• _THE PROBLEM_:
Copy every item below word for word, leaving the pictures out of your answer.

== TASK DATA

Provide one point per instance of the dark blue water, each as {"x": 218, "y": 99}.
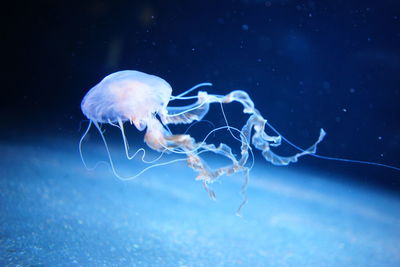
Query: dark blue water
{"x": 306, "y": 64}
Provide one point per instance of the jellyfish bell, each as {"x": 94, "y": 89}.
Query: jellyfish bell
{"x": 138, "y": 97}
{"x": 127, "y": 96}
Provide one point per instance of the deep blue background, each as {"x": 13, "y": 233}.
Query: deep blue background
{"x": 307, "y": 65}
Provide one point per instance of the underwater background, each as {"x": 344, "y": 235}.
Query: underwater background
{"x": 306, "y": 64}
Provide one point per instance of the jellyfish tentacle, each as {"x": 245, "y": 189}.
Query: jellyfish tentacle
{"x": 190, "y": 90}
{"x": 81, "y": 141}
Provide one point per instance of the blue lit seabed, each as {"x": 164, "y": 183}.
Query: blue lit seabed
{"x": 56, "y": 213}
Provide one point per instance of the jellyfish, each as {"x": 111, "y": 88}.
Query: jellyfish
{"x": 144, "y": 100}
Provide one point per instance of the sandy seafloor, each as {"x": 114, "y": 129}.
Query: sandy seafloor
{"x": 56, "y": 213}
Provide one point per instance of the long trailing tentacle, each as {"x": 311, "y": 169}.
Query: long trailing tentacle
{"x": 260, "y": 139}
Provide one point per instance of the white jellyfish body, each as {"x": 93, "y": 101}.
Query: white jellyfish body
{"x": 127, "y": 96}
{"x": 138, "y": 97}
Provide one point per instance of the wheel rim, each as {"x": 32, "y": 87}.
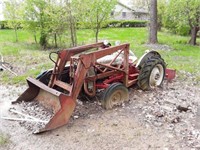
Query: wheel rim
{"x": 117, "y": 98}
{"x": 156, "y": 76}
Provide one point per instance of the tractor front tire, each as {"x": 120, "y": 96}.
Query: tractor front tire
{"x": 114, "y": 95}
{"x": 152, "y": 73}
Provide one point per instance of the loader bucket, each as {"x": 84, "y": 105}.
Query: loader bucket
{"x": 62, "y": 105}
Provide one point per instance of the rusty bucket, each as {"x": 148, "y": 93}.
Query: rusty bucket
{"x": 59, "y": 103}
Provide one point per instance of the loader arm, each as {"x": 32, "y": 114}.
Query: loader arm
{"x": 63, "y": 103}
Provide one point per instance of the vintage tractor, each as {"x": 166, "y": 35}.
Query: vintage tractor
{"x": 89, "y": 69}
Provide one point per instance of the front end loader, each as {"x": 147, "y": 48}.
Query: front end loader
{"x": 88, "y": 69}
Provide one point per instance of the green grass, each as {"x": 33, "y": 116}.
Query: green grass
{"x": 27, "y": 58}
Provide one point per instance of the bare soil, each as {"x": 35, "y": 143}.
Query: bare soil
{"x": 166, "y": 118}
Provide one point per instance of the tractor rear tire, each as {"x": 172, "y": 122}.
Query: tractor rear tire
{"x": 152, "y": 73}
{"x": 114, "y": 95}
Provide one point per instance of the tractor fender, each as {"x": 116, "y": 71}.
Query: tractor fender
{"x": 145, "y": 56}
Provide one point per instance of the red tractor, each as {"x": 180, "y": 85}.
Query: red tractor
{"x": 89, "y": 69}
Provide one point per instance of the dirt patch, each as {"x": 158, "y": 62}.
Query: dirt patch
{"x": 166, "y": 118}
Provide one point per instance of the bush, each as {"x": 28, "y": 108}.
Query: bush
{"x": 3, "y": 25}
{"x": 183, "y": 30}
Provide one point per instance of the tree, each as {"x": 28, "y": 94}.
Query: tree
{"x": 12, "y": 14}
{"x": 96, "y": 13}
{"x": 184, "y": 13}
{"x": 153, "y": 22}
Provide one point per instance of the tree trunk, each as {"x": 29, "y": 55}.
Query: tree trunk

====

• _RESULT BELOW_:
Provide one point per instance of the dark blue water, each as {"x": 218, "y": 99}.
Query: dark blue water
{"x": 306, "y": 64}
Provide one point per instance of the jellyfish bell, each as {"x": 94, "y": 89}.
Query: jellyfish bell
{"x": 138, "y": 97}
{"x": 127, "y": 96}
Provide one point per instance of the deep blue background, each as {"x": 13, "y": 233}.
Query: deep blue background
{"x": 307, "y": 65}
Provide one point per instance of the underwater background, each as {"x": 344, "y": 235}.
Query: underwater background
{"x": 306, "y": 64}
Provide one point per instance of the jellyfish tentacle, each as {"x": 245, "y": 189}.
Query: jellyfish tentacle
{"x": 190, "y": 90}
{"x": 81, "y": 141}
Provide one point per instance of the blue lit seabed, each as {"x": 164, "y": 183}.
Query: blue lit seabed
{"x": 56, "y": 213}
Provide one point per instance of the jellyfish, each as {"x": 111, "y": 88}.
Query: jellyfish
{"x": 144, "y": 100}
Provide one point per instance of the sandy seafloor, each as {"x": 114, "y": 129}.
Query: sandy seafloor
{"x": 56, "y": 213}
Provide one point per instance of the long trailing tentacle, each as {"x": 311, "y": 169}.
Query: long trailing tentacle
{"x": 260, "y": 139}
Provide one point per instance of the white jellyfish body, each as {"x": 93, "y": 101}.
Query: white jellyfish body
{"x": 127, "y": 96}
{"x": 138, "y": 97}
Provide one point per instance of the wheel rim, each as {"x": 32, "y": 87}.
Query: wheel rim
{"x": 117, "y": 98}
{"x": 156, "y": 76}
Provide one point per instance of the tractor front tire, each as {"x": 120, "y": 96}.
Query: tractor front tire
{"x": 114, "y": 95}
{"x": 152, "y": 73}
Provide one point per instance of the loader bucket, each as {"x": 84, "y": 105}.
Query: loader bucket
{"x": 62, "y": 105}
Provide one point per instance of the rusty bucket, each as {"x": 148, "y": 93}.
Query: rusty bucket
{"x": 59, "y": 103}
Provide one point per instance of the loader arm, each as {"x": 32, "y": 114}.
Query: loader arm
{"x": 63, "y": 103}
Provide one point per instance of the vintage tractor, each as {"x": 166, "y": 35}.
Query: vintage tractor
{"x": 89, "y": 69}
Provide one point per instance of the front end loader, each as {"x": 147, "y": 48}.
Query: front end loader
{"x": 88, "y": 69}
Provide one point per instance of the green grass, each as {"x": 33, "y": 116}.
Query: green grass
{"x": 27, "y": 58}
Provide one point per instance of the bare soil, each as {"x": 35, "y": 143}.
Query: bare soil
{"x": 166, "y": 118}
Provide one point per instance of the tractor rear tire, each as {"x": 172, "y": 122}.
Query: tractor rear tire
{"x": 152, "y": 73}
{"x": 114, "y": 95}
Provide one point per instance of the tractor fender, each as {"x": 116, "y": 71}.
Query: tractor fender
{"x": 145, "y": 56}
Provide one point per instance of the red tractor, each as {"x": 180, "y": 85}.
Query: red tractor
{"x": 89, "y": 69}
Provide one point per instance of the dirt patch, each as {"x": 158, "y": 62}.
Query: dirt patch
{"x": 166, "y": 118}
Provide one point per instance of the bush, each as {"x": 28, "y": 108}.
Query: bush
{"x": 3, "y": 25}
{"x": 183, "y": 30}
Provide one point per instance of the tree, each as {"x": 28, "y": 94}.
Query: tree
{"x": 12, "y": 14}
{"x": 96, "y": 13}
{"x": 184, "y": 13}
{"x": 153, "y": 22}
Provide one point per instance of the tree trunk, each as {"x": 29, "y": 55}.
Query: tree trunk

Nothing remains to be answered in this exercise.